====== Data in this exercise ======

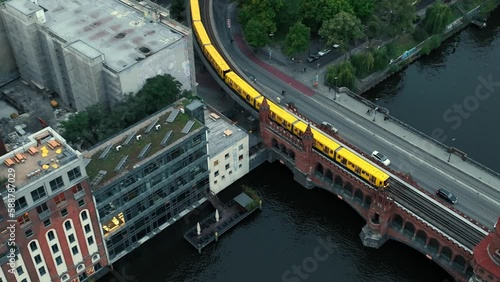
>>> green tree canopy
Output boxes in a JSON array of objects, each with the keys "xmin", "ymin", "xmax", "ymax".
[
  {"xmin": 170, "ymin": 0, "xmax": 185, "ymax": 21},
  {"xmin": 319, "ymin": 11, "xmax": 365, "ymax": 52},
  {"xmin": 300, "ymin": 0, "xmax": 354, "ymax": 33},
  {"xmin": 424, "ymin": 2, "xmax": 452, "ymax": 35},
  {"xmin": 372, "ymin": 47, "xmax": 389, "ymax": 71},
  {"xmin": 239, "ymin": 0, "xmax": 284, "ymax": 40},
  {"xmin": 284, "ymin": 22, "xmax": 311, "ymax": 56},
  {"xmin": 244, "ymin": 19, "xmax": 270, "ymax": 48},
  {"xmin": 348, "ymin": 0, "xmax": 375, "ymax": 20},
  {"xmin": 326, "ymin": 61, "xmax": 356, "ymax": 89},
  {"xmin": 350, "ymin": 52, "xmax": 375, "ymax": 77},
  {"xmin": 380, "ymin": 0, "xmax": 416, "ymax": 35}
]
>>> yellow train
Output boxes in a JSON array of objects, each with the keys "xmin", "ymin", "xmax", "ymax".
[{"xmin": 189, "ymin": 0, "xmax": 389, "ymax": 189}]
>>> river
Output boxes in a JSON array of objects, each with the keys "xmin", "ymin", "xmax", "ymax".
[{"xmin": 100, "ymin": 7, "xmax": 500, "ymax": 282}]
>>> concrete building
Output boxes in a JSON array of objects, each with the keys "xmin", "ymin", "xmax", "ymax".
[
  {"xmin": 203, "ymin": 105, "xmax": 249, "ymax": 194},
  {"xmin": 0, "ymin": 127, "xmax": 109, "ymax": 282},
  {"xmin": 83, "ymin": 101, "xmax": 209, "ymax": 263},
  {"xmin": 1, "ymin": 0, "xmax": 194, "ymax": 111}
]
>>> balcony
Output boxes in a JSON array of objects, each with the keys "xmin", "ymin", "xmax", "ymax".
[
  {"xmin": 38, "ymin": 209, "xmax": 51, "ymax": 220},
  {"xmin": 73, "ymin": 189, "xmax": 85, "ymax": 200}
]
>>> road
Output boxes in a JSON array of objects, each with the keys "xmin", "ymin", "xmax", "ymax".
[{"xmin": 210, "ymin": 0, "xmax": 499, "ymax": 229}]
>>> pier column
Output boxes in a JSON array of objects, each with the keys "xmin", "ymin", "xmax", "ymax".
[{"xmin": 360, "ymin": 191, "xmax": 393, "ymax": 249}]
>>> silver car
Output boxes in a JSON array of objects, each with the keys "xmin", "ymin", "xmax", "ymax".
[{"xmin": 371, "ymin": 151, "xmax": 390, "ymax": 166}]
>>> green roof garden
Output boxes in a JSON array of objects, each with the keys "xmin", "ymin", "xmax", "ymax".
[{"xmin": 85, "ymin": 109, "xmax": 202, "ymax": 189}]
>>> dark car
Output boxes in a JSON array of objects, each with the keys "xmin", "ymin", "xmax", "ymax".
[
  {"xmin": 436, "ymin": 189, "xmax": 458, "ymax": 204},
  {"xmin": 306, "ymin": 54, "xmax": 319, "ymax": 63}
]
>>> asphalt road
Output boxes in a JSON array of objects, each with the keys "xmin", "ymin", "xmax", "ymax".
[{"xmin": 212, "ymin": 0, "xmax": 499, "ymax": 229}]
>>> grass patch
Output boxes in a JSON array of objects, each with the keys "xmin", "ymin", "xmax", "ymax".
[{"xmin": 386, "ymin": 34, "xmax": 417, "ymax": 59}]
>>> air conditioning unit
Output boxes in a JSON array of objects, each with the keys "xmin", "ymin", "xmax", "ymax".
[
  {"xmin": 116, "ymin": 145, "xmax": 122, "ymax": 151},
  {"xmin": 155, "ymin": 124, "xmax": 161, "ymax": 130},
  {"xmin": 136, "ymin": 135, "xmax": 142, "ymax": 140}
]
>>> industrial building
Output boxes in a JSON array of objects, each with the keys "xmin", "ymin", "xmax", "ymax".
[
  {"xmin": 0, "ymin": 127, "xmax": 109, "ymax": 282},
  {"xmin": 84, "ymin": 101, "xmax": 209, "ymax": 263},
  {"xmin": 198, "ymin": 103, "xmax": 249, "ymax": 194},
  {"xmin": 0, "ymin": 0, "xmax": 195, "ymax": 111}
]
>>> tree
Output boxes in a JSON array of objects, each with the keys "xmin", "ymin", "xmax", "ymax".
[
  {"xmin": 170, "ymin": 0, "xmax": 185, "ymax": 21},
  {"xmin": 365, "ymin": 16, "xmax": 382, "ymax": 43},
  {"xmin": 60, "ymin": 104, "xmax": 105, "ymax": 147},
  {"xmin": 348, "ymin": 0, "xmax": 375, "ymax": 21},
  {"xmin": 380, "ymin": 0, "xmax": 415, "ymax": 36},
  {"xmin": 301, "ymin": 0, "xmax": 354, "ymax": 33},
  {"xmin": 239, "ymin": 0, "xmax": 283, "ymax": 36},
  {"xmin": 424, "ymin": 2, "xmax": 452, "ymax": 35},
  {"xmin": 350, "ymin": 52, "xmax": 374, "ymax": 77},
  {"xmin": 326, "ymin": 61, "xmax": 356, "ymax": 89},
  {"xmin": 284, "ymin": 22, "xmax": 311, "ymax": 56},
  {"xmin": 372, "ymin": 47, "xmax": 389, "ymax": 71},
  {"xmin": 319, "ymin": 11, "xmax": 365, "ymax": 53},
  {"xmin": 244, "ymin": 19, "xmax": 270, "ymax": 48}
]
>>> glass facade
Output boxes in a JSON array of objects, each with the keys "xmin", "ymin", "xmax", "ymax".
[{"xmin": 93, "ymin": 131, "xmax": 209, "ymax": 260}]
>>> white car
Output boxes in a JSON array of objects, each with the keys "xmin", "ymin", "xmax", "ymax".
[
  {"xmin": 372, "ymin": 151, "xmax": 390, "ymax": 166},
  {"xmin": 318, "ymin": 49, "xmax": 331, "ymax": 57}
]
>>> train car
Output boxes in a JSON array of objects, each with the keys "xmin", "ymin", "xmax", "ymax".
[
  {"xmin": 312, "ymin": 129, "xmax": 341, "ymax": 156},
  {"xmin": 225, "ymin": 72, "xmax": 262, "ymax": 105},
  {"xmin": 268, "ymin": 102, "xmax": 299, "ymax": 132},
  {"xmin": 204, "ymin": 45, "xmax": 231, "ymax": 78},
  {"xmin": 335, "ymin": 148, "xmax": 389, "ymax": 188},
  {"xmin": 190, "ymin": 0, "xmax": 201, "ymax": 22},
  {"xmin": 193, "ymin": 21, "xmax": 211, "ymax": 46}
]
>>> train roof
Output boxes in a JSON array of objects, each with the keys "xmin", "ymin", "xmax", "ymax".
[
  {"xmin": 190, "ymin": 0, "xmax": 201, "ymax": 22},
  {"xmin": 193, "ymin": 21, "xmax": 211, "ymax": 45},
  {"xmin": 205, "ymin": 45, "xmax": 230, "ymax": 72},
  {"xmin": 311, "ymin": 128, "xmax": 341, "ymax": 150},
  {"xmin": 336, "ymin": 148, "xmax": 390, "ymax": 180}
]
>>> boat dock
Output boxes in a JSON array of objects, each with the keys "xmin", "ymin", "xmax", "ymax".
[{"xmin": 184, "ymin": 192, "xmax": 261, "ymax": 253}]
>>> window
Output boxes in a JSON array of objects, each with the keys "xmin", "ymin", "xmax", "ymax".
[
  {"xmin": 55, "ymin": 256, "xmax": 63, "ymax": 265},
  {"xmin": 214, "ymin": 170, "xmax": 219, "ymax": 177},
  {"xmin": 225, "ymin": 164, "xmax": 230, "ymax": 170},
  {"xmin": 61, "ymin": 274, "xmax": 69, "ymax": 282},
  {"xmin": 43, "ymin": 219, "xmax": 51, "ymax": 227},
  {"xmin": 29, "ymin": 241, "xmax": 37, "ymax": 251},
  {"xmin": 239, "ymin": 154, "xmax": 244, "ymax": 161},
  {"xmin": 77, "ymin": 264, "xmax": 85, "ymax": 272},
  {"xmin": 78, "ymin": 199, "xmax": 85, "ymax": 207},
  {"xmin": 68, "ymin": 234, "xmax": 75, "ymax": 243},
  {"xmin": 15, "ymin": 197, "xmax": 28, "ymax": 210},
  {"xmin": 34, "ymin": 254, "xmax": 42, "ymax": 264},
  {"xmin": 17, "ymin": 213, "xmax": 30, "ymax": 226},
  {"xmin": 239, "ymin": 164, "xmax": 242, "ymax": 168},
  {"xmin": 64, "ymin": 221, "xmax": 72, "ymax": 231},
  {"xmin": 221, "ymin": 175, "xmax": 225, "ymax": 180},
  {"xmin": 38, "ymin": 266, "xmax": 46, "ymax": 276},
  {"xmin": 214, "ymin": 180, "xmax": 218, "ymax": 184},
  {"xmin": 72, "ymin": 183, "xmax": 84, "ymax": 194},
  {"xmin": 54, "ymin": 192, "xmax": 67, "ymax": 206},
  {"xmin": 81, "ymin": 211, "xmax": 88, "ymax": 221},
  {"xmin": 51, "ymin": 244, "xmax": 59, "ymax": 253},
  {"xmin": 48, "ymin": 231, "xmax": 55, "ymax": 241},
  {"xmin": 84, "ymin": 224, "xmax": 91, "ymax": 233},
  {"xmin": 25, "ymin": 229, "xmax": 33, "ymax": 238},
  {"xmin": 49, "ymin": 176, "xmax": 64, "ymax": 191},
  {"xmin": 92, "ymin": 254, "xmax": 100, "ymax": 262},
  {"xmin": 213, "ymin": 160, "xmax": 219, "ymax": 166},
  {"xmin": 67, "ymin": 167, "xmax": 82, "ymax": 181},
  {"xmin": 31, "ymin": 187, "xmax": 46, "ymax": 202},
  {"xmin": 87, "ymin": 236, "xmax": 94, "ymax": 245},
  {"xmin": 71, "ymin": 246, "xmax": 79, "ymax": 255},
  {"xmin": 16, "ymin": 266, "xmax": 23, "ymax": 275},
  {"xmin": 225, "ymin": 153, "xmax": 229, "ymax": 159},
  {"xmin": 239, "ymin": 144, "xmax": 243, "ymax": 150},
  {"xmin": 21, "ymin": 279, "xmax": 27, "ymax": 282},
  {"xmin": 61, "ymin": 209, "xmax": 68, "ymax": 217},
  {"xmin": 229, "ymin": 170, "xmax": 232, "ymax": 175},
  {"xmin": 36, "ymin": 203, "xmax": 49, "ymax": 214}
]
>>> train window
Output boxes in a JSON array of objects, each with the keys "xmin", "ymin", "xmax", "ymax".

======
====== Data in this exercise ======

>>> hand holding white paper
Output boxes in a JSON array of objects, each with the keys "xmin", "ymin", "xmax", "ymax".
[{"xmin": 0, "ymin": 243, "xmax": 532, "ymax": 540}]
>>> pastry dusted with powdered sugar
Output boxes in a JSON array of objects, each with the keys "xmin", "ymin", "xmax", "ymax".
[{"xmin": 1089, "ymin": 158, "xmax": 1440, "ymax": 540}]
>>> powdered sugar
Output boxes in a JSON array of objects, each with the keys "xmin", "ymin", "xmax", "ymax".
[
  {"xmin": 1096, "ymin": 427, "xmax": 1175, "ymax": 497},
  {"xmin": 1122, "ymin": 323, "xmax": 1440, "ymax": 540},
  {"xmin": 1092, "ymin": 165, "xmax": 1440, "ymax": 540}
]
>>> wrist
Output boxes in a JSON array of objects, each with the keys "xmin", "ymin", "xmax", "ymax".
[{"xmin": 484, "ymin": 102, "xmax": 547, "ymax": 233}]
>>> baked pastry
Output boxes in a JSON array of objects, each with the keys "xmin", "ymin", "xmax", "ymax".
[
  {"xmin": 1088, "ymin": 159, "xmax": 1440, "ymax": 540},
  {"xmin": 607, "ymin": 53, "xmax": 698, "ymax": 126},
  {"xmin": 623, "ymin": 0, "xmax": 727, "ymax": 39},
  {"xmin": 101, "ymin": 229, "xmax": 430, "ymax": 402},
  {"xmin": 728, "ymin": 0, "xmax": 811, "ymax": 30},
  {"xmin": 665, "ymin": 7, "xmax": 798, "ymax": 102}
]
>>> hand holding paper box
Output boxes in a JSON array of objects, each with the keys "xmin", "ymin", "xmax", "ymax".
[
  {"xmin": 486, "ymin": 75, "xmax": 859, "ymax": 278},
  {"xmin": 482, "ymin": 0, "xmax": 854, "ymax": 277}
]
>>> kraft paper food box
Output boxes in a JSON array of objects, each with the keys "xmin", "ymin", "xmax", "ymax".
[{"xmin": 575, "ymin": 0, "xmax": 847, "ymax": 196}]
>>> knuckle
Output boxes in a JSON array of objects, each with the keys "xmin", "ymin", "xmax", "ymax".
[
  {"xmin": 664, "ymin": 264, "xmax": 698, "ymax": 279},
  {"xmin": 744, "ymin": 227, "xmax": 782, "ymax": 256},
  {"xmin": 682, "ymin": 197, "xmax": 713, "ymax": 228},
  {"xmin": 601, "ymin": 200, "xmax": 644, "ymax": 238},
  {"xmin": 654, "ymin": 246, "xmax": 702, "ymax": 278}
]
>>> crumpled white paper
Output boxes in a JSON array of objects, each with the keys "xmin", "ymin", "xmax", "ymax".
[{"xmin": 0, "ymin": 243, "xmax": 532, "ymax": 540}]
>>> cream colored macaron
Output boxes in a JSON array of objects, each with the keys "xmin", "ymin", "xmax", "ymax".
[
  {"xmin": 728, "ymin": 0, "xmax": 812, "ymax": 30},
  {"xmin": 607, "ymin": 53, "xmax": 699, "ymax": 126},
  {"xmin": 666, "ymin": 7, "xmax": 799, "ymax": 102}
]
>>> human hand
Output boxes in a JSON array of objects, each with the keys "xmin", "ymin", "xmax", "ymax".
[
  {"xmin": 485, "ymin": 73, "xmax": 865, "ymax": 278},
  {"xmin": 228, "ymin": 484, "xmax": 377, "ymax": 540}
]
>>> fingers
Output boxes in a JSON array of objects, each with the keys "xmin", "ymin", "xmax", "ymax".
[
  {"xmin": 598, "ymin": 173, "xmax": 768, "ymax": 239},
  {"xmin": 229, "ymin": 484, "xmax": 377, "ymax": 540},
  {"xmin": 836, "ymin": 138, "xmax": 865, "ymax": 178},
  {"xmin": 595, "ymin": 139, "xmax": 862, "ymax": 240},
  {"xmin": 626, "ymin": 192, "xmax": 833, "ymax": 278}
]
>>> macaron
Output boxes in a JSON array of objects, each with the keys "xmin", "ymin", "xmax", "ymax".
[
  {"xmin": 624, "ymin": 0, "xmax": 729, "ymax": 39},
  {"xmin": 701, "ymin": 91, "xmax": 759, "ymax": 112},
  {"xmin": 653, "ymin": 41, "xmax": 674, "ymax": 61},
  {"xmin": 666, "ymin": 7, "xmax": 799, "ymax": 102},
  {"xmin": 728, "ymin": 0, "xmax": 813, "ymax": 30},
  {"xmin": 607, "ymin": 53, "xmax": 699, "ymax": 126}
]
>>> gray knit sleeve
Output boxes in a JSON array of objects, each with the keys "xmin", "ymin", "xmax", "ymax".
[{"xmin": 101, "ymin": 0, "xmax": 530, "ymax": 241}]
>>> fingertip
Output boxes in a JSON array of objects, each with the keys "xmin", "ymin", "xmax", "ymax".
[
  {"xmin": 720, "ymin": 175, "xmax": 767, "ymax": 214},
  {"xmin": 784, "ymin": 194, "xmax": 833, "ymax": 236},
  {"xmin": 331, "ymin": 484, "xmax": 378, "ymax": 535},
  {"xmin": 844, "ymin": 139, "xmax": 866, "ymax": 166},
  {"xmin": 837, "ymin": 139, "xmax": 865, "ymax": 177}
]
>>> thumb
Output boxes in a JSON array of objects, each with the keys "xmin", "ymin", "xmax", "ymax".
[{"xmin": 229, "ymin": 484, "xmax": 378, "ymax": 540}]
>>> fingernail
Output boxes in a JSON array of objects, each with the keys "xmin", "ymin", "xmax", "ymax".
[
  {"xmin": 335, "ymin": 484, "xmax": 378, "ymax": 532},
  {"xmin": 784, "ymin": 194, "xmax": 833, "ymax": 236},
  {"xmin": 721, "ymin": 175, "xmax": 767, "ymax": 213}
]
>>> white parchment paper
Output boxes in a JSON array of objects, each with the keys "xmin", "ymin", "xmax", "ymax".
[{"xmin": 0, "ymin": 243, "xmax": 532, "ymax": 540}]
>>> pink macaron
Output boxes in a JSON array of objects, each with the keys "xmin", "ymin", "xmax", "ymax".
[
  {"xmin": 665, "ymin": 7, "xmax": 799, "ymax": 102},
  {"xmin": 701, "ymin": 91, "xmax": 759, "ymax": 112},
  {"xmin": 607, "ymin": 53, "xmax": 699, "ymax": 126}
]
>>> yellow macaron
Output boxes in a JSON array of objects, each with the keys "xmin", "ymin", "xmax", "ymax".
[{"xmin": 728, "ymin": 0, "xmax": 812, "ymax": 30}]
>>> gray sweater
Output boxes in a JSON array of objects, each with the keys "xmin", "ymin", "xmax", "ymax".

======
====== Data in this exercise ======

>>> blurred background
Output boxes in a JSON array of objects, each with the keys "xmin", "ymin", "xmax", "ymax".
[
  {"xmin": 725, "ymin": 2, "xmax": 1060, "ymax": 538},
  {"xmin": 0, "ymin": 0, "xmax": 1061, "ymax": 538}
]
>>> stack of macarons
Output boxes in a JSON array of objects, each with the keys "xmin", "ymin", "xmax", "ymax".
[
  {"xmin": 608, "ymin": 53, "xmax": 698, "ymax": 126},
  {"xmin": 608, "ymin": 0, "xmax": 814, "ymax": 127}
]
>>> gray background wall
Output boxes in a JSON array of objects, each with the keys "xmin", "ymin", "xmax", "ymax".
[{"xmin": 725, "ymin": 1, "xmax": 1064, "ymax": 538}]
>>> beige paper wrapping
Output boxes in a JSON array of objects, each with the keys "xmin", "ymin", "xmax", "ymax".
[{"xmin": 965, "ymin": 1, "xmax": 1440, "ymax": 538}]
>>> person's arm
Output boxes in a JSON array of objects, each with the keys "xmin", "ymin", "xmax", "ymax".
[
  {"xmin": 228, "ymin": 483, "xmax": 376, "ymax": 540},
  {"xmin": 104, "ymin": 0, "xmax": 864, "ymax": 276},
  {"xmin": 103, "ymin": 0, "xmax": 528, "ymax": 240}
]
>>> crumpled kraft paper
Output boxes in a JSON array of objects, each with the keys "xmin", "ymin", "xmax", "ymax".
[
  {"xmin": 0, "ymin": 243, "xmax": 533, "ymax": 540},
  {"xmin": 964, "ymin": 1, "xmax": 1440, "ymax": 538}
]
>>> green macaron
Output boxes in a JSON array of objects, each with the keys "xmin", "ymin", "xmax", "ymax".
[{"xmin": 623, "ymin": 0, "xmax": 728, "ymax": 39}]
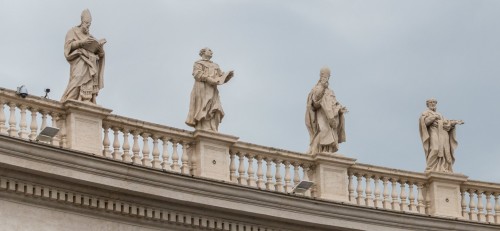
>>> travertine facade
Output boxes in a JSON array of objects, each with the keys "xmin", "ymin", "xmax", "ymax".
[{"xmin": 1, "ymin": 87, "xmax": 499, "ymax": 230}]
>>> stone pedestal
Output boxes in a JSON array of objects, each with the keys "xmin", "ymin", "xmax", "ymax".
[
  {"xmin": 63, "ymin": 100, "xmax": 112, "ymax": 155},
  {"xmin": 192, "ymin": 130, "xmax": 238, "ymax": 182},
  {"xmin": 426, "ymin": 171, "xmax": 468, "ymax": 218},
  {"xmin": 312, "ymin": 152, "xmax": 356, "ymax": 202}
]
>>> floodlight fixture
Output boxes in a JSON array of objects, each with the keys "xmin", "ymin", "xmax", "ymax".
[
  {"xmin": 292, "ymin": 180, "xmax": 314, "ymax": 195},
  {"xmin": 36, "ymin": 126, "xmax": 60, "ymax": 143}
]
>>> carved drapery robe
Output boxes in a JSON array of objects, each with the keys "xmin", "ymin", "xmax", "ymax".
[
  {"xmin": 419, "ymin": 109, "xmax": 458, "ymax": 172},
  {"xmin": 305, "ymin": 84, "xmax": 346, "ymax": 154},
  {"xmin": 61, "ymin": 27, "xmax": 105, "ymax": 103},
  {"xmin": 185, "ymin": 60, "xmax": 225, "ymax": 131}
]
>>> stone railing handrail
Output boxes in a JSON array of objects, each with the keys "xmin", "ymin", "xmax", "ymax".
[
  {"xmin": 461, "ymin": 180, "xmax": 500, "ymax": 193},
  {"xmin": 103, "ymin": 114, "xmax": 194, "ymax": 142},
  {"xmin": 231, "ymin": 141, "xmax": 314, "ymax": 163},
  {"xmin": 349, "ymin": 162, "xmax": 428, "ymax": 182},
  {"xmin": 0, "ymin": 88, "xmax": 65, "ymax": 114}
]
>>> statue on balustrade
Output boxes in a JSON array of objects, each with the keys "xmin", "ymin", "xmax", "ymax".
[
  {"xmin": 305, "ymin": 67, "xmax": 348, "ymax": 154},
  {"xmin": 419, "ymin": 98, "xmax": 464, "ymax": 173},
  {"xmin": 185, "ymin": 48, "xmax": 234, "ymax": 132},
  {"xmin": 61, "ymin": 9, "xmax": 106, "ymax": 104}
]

======

Once you have counted the lines above containing the word "white", state that number and nothing more.

4